> [GIVEN TEXT]
§

Section 3 Variables and vectors

We can assign a numerical value to what we refer to as a variable, and then use the variable within various R commands. For example

x <- 3

defines a variable called x, which takes the value 3. You won’t see any output when you type this command, but if you type the variable name on its own, R will tell you its value:

x
## [1] 3

We can then use the variable in other commands, e.g.:

2 * x
## [1] 6

Everything in R is case sensitive: x is not the same as X.

3.1 Vectors

We can define a vector variable using the command c(), with a list of the elements in your vector, separated by commas, inside the brackets. For example, to create a vector of the numbers 2, 4, 6, 8, 10, and assign it to a variable y type

y <- c(2, 4, 6, 8, 10)

We can do element-wise operations with two vectors. For example:

z <- c(3, 5, 7, 9, 11)
y + z
## [1]  5  9 13 17 21

3.1.1 Sequences of integers

A convenient way to create a sequence of integers (as a vector) is to use :, for example

3:10
## [1]  3  4  5  6  7  8  9 10

and we can assign the result to a vector variable in the usual way.

§

(Collection entries)
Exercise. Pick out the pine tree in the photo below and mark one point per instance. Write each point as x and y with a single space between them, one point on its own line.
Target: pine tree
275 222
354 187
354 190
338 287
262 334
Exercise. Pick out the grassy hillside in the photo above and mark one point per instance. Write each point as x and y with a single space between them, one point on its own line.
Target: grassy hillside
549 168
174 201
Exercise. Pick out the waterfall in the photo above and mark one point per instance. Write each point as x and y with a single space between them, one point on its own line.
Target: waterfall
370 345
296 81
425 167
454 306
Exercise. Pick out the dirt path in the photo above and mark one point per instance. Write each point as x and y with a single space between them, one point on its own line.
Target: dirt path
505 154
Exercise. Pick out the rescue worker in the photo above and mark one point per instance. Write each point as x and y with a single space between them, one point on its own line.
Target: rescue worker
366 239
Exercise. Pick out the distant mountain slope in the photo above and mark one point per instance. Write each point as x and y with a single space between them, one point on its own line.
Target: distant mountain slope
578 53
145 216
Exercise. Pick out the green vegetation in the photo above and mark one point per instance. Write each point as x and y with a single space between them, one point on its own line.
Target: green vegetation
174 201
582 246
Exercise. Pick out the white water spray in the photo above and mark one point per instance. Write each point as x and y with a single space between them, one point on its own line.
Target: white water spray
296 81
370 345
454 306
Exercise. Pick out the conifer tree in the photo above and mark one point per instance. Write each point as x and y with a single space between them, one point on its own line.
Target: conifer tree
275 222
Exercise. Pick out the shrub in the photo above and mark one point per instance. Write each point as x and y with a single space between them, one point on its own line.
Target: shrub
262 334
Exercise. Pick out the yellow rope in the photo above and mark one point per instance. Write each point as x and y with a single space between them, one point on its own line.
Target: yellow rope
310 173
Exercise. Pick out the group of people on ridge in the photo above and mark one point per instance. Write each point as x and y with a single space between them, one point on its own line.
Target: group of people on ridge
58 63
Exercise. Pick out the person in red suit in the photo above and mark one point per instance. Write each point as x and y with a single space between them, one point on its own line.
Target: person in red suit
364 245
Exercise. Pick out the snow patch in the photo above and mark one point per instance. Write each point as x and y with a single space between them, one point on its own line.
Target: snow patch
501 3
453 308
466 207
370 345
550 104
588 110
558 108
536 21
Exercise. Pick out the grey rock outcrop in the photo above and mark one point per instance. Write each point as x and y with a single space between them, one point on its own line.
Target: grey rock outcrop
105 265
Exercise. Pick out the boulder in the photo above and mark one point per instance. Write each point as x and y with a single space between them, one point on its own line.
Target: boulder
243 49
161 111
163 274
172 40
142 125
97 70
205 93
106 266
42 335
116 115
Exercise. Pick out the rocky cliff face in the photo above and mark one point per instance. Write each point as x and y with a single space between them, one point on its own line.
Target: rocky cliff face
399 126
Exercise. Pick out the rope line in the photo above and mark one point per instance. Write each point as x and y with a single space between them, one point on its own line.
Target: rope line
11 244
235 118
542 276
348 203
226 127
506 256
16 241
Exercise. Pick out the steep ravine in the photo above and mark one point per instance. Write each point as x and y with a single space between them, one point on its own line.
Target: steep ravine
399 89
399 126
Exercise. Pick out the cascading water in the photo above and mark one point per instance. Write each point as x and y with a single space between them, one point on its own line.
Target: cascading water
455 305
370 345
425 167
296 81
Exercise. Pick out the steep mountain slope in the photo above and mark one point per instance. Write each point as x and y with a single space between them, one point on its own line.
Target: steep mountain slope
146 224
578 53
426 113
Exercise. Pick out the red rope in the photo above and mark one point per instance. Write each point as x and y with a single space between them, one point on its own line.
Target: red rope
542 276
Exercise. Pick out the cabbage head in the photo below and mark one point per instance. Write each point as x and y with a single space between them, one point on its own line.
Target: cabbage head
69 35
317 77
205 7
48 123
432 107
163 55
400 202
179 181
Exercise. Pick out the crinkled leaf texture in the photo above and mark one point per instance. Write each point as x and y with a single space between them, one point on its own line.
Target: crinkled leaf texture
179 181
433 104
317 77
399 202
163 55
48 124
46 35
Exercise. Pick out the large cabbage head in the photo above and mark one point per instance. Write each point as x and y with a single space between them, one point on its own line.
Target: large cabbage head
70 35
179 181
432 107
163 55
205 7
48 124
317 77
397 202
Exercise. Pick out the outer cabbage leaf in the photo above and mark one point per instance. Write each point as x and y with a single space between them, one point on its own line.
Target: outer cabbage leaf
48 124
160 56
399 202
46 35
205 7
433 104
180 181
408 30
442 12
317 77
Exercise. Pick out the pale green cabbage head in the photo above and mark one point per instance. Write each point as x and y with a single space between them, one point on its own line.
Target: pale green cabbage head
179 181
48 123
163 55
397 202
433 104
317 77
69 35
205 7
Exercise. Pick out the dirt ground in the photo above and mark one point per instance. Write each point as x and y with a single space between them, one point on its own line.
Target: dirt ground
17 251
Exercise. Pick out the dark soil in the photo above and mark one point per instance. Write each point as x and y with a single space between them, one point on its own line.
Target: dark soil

§

> [DIRECTIONS]
• 1. In the section on variables and vectors in R, restate the paragraph beginning "We can define a vector variable" more briefly, keeping its main facts.
• 2. Write the next part of the section on variables and vectors in R, starting after its last sentence.

> [RESULTS FOR EACH TASK]
• 1. The command c() defines a vector variable. Its elements go inside the brackets, separated by commas. For example, c(2, 4, 6, 8, 10) creates a vector of those numbers, which can be assigned to a variable y.

• 2.
x <- 3:10

3.2 Testing for equality and inequalties

Given a vector such as

x
## [1]  3  4  5  6  7  8  9 10

we can test to see if elements of this vector equal a particular value, e.g.

x == 4
## [1] FALSE  TRUE FALSE FALSE FALSE FALSE FALSE FALSE

which produces another vector, where the i-th element is TRUE if the i-th element of x is equal to 4, and FALSE otherwise. Similarly, we can test for an inequality, for example

x < 5
## [1]  TRUE  TRUE FALSE FALSE FALSE FALSE FALSE FALSE

If we sum the result, each TRUE is counted as a 1, and each FALSE is counted as a 0, so we can find out how many elements of x satisfy the inequality (or equality):

sum(x < 5)
## [1] 2

3.3 Subsetting vectors

Suppose we have first defined a vector x:

x <- c(12, 14, 16, 18, 20)

We use square brackets [] to extract elements of x. For example, to get the third element we do

x[3]
## [1] 16

Exercise 3.1 If x has been defined as

x <- c(12, 14, 16, 18, 20)

predict which elements of x would be returned with the following, then try these commands in R:

x[2:4]
x[c(1, 3, 5)]
x[-4]

We can also replace elements of x, for example

x[2] <- 0
x
## [1] 12  0 16 18 20

3.3.1 Logical subsetting

Given our definition of x, if we first do

x <- c(12, 14, 16, 18, 20)
x < 15
## [1]  TRUE  TRUE FALSE FALSE FALSE

We see that TRUE is returned in position i, if the i-th element of x is less than 15. We can use this to extract the elements of x that satisfy the condition of being less than 15:

x[x < 15]
## [1] 12 14

3.4 Character strings

We can make vectors whose elements are text (known as strings or character strings) rather than numbers.

x <- c("Monday", "Tuesday", "Wednesday")
x
## [1] "Monday"    "Tuesday"   "Wednesday"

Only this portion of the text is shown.